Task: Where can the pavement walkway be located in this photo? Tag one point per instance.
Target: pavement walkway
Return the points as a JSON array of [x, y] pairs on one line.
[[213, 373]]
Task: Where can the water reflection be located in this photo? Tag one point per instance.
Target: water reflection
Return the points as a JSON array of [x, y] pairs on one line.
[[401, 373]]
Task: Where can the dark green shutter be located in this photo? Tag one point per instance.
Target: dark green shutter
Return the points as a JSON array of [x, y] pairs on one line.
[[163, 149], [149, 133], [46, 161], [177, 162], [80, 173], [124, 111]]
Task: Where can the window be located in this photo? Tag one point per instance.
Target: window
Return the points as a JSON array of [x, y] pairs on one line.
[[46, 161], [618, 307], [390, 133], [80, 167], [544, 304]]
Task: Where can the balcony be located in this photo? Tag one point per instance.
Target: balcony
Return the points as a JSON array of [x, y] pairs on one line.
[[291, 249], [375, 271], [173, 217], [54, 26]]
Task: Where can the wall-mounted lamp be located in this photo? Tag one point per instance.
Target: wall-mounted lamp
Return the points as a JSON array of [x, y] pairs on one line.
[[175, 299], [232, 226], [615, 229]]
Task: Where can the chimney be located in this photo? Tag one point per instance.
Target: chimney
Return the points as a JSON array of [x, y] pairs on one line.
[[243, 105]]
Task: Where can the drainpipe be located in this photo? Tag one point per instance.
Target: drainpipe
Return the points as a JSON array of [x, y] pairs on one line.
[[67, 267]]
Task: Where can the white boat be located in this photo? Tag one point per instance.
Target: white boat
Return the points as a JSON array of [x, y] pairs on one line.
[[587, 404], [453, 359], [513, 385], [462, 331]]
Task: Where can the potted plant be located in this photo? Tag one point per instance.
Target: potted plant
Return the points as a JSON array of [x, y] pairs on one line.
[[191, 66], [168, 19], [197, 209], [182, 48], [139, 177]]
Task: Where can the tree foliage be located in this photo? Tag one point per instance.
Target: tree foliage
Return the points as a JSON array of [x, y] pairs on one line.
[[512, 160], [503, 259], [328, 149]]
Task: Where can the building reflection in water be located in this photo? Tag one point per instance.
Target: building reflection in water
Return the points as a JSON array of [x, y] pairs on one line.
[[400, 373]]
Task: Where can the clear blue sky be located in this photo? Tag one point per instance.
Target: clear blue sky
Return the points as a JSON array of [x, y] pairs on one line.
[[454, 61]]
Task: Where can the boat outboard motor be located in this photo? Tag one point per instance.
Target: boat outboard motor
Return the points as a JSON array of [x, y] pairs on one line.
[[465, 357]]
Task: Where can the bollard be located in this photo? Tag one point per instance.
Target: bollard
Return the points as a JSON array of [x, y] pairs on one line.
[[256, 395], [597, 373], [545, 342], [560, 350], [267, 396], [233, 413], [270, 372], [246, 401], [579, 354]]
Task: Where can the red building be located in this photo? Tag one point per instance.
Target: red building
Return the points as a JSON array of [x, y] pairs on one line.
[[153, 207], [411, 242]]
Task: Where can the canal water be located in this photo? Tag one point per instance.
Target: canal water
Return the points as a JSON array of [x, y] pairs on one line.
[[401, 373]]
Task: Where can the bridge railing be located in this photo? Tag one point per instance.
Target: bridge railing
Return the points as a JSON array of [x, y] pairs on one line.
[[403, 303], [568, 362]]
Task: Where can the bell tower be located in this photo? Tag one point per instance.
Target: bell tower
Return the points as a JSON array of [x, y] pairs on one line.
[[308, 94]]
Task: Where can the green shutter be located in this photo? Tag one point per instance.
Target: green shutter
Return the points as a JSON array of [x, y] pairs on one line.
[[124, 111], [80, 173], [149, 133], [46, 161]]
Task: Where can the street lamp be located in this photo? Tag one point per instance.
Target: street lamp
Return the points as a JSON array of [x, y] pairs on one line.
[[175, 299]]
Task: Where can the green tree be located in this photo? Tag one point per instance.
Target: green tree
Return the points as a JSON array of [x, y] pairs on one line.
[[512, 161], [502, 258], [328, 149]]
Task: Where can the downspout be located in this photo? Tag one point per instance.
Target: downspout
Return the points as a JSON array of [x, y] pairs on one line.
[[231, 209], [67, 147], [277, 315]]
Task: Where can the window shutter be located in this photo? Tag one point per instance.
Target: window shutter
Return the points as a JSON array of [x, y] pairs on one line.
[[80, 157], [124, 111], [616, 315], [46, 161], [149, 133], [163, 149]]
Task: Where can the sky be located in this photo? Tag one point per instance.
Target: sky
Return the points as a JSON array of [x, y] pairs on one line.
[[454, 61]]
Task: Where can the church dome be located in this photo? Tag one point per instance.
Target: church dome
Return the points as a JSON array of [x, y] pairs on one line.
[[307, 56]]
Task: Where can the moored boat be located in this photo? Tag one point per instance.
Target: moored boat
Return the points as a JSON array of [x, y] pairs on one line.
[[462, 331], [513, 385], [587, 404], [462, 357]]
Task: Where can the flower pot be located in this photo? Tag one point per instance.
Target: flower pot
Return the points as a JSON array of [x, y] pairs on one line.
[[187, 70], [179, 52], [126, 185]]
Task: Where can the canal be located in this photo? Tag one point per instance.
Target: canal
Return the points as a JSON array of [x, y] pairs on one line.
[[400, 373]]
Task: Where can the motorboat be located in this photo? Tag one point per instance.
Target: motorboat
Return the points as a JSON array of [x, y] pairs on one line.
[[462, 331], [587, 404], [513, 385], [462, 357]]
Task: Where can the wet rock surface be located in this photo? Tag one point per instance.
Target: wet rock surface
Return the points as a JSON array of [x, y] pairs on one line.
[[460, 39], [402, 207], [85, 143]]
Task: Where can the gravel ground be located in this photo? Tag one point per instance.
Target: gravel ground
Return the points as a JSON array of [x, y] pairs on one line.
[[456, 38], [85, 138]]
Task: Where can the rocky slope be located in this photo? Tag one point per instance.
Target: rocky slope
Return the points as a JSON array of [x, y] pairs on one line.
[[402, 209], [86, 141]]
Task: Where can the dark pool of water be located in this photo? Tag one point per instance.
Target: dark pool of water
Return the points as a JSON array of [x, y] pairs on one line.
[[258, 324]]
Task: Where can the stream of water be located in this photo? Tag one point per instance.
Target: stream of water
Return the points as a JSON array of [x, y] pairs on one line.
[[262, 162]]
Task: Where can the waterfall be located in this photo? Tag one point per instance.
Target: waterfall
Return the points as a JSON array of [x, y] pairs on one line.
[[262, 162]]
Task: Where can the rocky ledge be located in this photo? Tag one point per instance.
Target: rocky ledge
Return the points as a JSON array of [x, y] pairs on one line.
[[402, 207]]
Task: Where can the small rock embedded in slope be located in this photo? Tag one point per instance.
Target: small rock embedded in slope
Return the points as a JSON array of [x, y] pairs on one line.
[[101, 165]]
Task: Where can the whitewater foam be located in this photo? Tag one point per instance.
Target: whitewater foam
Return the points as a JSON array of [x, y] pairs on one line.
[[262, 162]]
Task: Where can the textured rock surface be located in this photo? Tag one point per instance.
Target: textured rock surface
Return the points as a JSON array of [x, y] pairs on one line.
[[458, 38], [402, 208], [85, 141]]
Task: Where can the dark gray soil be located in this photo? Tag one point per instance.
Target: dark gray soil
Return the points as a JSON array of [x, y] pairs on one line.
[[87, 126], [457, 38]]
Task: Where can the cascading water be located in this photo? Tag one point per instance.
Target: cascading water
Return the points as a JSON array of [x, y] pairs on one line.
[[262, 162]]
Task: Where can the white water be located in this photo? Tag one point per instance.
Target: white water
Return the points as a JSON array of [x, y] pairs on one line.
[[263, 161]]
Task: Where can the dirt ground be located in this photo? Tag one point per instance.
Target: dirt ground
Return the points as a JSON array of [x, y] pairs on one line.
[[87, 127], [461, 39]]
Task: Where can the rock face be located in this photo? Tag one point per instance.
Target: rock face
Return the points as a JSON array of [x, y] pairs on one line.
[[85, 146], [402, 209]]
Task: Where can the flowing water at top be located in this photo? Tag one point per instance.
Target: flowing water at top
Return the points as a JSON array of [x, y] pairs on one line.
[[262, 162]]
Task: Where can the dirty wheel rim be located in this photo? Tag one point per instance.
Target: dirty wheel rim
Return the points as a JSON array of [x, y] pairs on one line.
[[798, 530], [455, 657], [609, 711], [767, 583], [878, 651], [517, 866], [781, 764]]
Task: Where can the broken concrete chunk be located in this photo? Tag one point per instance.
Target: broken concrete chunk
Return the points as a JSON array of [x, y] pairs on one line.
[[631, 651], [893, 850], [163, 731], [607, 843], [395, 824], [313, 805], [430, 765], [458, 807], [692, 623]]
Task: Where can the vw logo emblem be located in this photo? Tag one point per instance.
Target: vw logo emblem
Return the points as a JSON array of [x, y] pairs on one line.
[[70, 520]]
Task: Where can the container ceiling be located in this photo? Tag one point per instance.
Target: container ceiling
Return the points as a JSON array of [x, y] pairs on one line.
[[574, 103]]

※

[Your task]
Could you give the part of the records that opens with the line containing "Task: Where can the broken" and closes at the end of the records again, with "photo" switched to "image" everywhere and everything else unchanged?

[Completed task]
Task: Where can the broken concrete chunk be located in this image? Tag one point per instance.
Target: broken concrete chunk
Return the points as a JSON array of [x, y] pairs on one line.
[[631, 651], [893, 850], [163, 731], [607, 843], [395, 824], [313, 805], [430, 765], [458, 807], [692, 623]]
Task: Where can the vw logo emblem be located in this image? Tag one point per instance.
Target: vw logo emblem
Return the points as a JSON array of [x, y] pairs on one line.
[[70, 520]]
Task: Where can the container ceiling be located in this image? Tag one point per instance.
Target: container ceiling
Return the points as a JSON array of [x, y] pairs on one line.
[[574, 103]]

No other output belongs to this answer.